[Textblock]
Was lange zögerlich formuliert, hinter diplomatischen Floskeln versteckt oder ganz verschwiegen wurde, sagt Bundeskanzler Friedrich Merz nun klar: Israels militärisches Vorgehen im Gazastreifen ist nicht länger mit einem legitimen Kampf gegen Terrorismus zu rechtfertigen. Es trifft zu viele Unschuldige, zerstört zu viel ziviles Leben – und es entfremdet selbst treue Verbündete.
Merz spricht von Zurückhaltung aus historischen Gründen. Doch genau diese Geschichte lehrt, dass Menschenwürde und Völkerrecht universell gelten müssen – auch für einen Staat, dem Deutschland aus tiefer Schuld heraus besondere Solidarität schuldet. Gerade deshalb darf diese Solidarität nicht blind sein. Freundschaft bedeutet auch, unangenehme Wahrheiten auszusprechen.

[Bereitgestelltes Material]
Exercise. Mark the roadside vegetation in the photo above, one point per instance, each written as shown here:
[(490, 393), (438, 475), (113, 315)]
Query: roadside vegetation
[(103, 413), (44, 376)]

[Aufgabenstellung]
• A. Aus welchen Gründen spricht Merz laut dem Text zu Merz und dem Gazastreifen von Zurückhaltung?
• B. Schreiben Sie den Text zu Merz und dem Gazastreifen im Anschluss an seinen letzten Satz weiter.
Die Daten haben keinen Bezug zum Text zu Merz und dem Gazastreifen.

[Übungsergebnisse]
• A. Aus historischen Gründen.

• B.
Wenn ganze Stadtteile zerbombt, Flüchtlingslager attackiert, Hilfslieferungen blockiert und Zehntausende Zivilisten getötet werden, ist das kein gezielter Anti-Terror-Einsatz mehr – es ist ein entfesselter Krieg, der die Grenzen des humanitären Völkerrechts längst überschritten hat. Dass ein CDU-Kanzler das nun öffentlich ausspricht, markiert eine Wende – und vielleicht den Beginn einer überfälligen Debatte.
Israels Sicherheit ist Deutschlands Staatsräson – ja. Aber Sicherheit entsteht nicht durch wahllose Zerstörung, sondern durch politische Perspektiven. Wenn Israel glaubt, sich militärisch aus der Geisel der Hamas befreien zu können, irrt es. Man kann Terroristen bekämpfen – aber man darf dafür nicht ein ganzes Volk in Sippenhaft nehmen.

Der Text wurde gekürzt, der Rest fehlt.